_Exercise materials_.
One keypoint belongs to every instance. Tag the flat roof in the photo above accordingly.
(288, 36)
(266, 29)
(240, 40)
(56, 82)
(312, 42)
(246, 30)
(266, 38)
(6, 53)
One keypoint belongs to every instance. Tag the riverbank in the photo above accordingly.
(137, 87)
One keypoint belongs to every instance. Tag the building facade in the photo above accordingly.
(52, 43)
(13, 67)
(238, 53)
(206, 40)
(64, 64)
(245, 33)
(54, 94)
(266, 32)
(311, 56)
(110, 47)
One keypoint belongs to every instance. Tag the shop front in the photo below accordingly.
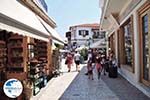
(25, 48)
(130, 39)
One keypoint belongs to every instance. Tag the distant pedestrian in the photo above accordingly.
(98, 65)
(69, 61)
(90, 69)
(77, 61)
(89, 57)
(103, 63)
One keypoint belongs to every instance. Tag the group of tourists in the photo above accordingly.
(70, 58)
(96, 60)
(99, 61)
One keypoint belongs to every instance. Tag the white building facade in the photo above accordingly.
(84, 34)
(127, 23)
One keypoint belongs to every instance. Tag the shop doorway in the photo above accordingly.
(144, 20)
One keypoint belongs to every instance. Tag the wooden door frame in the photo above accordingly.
(141, 12)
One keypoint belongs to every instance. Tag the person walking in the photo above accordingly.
(90, 69)
(69, 61)
(98, 65)
(77, 60)
(89, 57)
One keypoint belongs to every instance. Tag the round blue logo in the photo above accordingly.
(12, 88)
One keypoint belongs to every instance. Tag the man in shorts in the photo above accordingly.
(77, 61)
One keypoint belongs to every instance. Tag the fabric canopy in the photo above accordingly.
(19, 19)
(99, 44)
(55, 36)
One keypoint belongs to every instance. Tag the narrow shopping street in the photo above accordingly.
(77, 86)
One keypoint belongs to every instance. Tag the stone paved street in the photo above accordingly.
(77, 86)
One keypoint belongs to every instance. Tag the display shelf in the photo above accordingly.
(17, 55)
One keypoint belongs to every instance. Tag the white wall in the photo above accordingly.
(134, 78)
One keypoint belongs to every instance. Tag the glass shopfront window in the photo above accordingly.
(145, 47)
(128, 42)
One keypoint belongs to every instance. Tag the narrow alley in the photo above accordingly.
(77, 86)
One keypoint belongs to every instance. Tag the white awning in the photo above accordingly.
(53, 32)
(57, 42)
(99, 44)
(19, 19)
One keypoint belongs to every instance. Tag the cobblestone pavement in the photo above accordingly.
(77, 86)
(104, 89)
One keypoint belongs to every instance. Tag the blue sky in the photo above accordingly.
(72, 12)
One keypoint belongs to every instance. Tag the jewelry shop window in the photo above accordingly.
(127, 31)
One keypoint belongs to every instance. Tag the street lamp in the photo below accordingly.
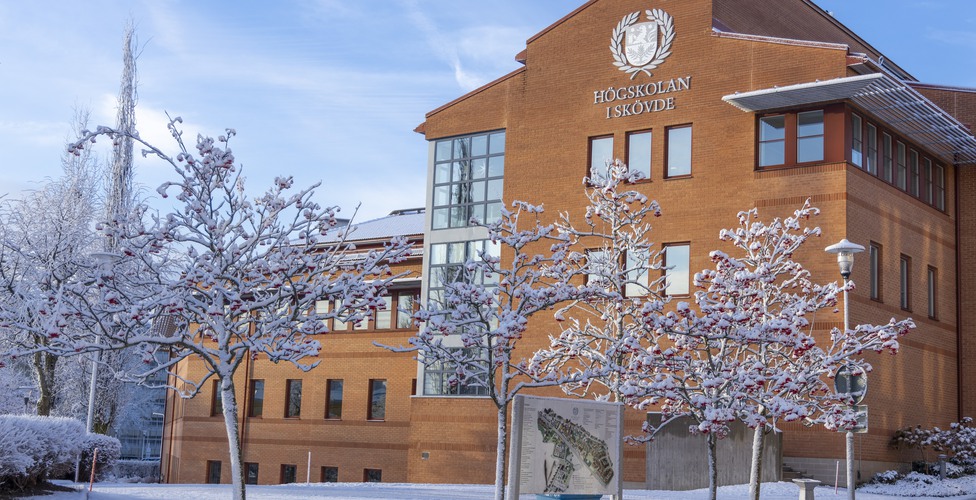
(845, 251)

_Exercise instructions_. Quote the entries in full. Any image among them is to be omitted from the copy.

_Task solution_.
One keypoint belongs to every instance. Tag the flat roof in the photo above accordingly.
(288, 36)
(266, 29)
(240, 40)
(56, 82)
(312, 42)
(246, 30)
(266, 38)
(6, 53)
One keypoint belongs to every instance. Tag the riverbank in the photo above accordingly.
(137, 87)
One keypoint belongs to every instance. Tag the building facade in the photo above accordingly.
(52, 43)
(13, 67)
(238, 53)
(206, 40)
(64, 64)
(245, 33)
(54, 94)
(266, 32)
(311, 56)
(110, 47)
One keypoint belongs to every instance. Tag the shop front in the photo below accordingly.
(25, 48)
(130, 39)
One keypoint belongs to every instance. Tag the distant pedestrian in the photo above accordingly.
(98, 65)
(69, 61)
(90, 69)
(77, 61)
(89, 57)
(103, 63)
One keypoint belongs to every instance. Tag the group of tourists in the photo above accordingly.
(70, 58)
(96, 60)
(99, 61)
One keypoint belongs to every instance. Tag the white building facade in the photo above accordingly.
(84, 34)
(127, 23)
One keypoint belongs to every instance. Tag the shop doorway in the photo above accordingly.
(144, 20)
One keypoint belongs to every instance. Tag the wooden door frame in the photo above accordingly.
(141, 12)
One keypoint belongs to every instance. Tag the person walking in the photo above accordingly.
(90, 69)
(69, 61)
(98, 65)
(77, 60)
(89, 57)
One keypoint belongs to every instance. Tag the round blue logo in the photo above accordingly.
(12, 88)
One keypoint belongs to every instance. Tag the man in shorts in the photo above accordingly.
(77, 61)
One keypoint belongs to every instance. Tag the fabric canopy in the photo above accordingly.
(19, 19)
(99, 44)
(55, 36)
One keypoint belongs to every instance. Tag the narrow shopping street in the photo above accordingly.
(77, 86)
One keypoint belongs to every instance. Tag the stone paved street in the photo above accordingly.
(77, 86)
One keypoint belongs to every instance. Tag the display shelf in the photo above accordingly.
(17, 55)
One keypoint belongs to every instance. Tag the white wall in the photo above accordingly.
(134, 78)
One keypoint belongs to every instance. Tag the glass shopfront window in the photo above accordingly.
(145, 47)
(128, 42)
One keypoint belongs to every instance. Tag the narrow alley in the photo above accordingly.
(77, 86)
One keypoint belongs to every instance. Tag the white awning in the photo above accordingly.
(53, 32)
(57, 42)
(99, 44)
(19, 19)
One keypoint belongs to every instance. Tag the cobblestone pavement in the photo above accordingly.
(77, 86)
(104, 89)
One keypoint belongs to every instance. Tag the blue sky in the photo above accordingly.
(72, 12)
One keypoint belongs to every instance. Tag the jewelry shop window in the photo above accordingly.
(127, 31)
One keypoint belongs to every instance. Tag the street lamp in the photo below accordingly.
(845, 251)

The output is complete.